*Written instruction*
In the listing, copy the lines verbatim, starting at the line that contains "the lit christmas" and stopping after the line that contains "Target: lit christmas tree".

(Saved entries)
☆ ☆ ☆ ☆
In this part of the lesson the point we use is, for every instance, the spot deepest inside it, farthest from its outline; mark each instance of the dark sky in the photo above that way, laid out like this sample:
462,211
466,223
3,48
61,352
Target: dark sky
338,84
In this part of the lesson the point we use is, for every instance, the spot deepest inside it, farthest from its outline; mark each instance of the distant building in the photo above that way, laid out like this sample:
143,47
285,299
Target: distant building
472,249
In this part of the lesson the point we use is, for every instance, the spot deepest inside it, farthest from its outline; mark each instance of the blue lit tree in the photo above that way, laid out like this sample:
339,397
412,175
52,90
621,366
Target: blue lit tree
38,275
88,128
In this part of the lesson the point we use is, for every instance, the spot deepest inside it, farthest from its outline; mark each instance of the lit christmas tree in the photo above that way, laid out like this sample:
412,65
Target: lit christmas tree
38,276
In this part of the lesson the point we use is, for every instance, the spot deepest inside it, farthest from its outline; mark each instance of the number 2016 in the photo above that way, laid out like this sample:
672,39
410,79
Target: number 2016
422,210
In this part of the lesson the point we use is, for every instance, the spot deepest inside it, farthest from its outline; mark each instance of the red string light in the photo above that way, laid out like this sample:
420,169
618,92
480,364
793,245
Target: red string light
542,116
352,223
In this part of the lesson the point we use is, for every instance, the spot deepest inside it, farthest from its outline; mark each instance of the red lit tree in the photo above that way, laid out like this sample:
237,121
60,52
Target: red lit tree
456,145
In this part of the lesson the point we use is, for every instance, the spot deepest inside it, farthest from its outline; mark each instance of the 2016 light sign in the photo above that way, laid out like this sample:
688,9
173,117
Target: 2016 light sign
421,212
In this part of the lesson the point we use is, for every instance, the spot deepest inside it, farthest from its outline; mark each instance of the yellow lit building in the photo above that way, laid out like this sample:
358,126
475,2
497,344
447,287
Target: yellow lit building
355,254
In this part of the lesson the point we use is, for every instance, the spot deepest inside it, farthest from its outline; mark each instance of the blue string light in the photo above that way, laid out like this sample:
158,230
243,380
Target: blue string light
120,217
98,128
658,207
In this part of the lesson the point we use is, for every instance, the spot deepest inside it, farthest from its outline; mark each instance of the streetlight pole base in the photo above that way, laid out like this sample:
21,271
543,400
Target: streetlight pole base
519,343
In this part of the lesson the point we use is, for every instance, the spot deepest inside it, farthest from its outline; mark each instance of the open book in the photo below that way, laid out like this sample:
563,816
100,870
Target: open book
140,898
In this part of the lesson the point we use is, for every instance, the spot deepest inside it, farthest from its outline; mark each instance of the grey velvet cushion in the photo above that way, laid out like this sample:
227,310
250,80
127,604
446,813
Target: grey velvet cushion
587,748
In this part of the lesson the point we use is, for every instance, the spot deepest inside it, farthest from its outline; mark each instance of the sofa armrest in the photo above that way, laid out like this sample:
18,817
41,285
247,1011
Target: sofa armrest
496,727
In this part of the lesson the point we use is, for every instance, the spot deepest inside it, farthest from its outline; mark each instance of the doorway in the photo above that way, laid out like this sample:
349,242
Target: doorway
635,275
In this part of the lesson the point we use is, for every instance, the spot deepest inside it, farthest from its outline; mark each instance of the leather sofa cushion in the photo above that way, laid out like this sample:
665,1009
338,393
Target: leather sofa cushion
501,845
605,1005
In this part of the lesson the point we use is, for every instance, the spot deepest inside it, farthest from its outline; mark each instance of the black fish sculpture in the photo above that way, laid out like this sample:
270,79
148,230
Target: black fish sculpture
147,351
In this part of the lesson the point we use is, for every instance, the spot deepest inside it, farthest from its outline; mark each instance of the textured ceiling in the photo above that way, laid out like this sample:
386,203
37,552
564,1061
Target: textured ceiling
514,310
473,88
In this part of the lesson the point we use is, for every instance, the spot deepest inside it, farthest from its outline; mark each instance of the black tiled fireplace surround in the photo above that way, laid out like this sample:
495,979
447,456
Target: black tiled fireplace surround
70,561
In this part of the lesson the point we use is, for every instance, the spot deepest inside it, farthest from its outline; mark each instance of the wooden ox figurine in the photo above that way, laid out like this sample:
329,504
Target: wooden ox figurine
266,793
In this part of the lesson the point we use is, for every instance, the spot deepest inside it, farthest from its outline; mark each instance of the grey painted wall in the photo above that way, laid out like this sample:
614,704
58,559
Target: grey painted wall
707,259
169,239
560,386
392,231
☆ ☆ ☆ ☆
*Expected output*
In this part of the lesson the point we use is, for every instance, the spot deepest inside it, farthest from its outline; mark each instance of the lit christmas tree in the photo above that way, laid out like this sample:
412,65
Target: lit christmas tree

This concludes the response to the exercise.